### Task to carry out
Filter the data below and copy out every line that contains the word "bicycle".

(Entries from a collection)
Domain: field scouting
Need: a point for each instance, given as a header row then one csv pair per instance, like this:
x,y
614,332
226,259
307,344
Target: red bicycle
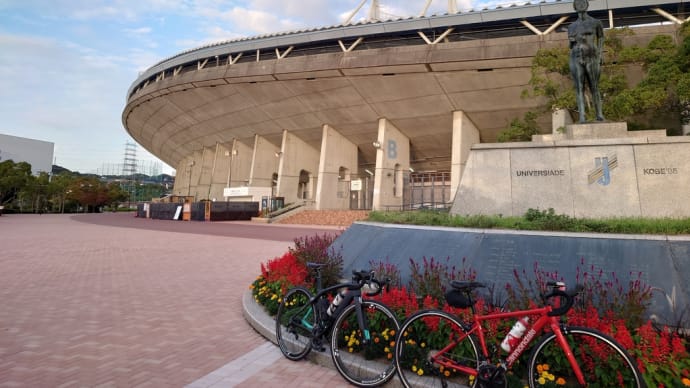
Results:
x,y
437,349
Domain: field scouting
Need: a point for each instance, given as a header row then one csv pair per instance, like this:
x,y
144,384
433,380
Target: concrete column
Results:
x,y
264,163
465,134
392,161
207,162
231,160
332,189
240,156
296,158
183,172
195,176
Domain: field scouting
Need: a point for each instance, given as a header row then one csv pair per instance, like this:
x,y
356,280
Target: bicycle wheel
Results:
x,y
294,322
362,362
603,361
429,347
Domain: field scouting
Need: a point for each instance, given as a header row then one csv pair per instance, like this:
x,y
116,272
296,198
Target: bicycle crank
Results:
x,y
491,376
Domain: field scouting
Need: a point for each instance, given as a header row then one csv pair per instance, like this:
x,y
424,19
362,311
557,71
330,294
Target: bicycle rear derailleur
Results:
x,y
491,376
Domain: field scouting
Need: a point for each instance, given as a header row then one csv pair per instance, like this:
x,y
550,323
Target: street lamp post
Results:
x,y
189,185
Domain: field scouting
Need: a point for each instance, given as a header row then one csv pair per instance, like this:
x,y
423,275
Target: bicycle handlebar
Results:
x,y
362,278
568,295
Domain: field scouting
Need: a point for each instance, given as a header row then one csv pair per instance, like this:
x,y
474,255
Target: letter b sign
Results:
x,y
392,148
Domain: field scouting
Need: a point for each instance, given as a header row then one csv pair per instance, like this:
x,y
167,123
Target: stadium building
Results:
x,y
38,153
371,115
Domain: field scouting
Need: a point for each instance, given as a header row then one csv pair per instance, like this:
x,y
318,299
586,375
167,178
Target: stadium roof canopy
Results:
x,y
412,71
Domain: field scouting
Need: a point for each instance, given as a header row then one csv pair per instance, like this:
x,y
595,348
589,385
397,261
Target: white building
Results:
x,y
38,153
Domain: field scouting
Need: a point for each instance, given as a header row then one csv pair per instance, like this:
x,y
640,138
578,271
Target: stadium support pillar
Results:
x,y
337,166
392,161
264,164
233,166
465,134
208,160
299,166
183,176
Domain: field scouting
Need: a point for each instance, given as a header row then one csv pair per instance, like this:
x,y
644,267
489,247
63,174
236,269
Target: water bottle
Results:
x,y
513,337
336,301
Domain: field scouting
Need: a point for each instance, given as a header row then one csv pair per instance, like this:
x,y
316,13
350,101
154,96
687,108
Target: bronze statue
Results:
x,y
586,36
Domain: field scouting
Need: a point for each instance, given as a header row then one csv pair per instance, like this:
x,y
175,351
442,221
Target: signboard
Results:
x,y
236,191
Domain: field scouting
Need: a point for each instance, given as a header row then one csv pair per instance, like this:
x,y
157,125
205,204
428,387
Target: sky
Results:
x,y
66,65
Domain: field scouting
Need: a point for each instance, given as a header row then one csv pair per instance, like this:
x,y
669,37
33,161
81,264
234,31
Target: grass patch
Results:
x,y
534,219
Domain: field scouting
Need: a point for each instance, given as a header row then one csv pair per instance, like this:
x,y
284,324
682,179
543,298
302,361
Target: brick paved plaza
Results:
x,y
110,300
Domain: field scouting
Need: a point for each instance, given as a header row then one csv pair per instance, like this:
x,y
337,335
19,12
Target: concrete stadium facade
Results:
x,y
339,117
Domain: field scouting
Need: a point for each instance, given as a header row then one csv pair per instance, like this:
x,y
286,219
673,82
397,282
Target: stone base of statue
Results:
x,y
592,170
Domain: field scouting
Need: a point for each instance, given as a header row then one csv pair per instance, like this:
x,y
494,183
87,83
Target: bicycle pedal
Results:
x,y
318,346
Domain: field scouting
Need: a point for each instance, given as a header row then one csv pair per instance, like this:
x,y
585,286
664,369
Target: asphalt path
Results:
x,y
242,229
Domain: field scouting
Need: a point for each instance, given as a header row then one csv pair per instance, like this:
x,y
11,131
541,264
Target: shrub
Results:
x,y
430,278
317,249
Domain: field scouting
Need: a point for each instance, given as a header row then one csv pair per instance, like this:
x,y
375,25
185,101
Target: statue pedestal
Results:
x,y
597,130
601,130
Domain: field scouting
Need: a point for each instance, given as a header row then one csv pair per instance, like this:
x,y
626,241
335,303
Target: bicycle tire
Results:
x,y
365,363
295,337
425,333
604,362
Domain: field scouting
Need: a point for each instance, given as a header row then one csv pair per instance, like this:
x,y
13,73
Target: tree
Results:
x,y
116,194
89,192
665,86
14,177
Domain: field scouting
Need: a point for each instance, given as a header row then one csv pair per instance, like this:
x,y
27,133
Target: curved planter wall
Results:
x,y
662,262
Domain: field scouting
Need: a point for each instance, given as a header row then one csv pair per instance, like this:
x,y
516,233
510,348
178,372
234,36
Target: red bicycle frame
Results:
x,y
544,320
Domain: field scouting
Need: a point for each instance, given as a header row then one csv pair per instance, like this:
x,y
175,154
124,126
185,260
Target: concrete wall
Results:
x,y
296,156
392,163
38,153
662,262
336,152
637,176
264,163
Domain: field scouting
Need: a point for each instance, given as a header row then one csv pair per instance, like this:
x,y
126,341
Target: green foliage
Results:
x,y
541,220
14,177
664,88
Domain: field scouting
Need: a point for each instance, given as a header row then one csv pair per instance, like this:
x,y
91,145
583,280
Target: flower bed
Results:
x,y
606,304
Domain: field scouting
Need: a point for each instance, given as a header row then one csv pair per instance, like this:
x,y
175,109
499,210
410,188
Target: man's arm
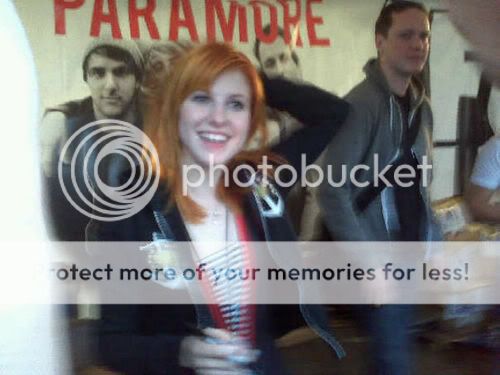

### Task output
Target: red bicycle
Target: bicycle wheel
Target: bicycle crank
Target: bicycle rear derailleur
Target: bicycle handlebar
Target: bicycle pedal
Target: bicycle tire
Target: red bicycle frame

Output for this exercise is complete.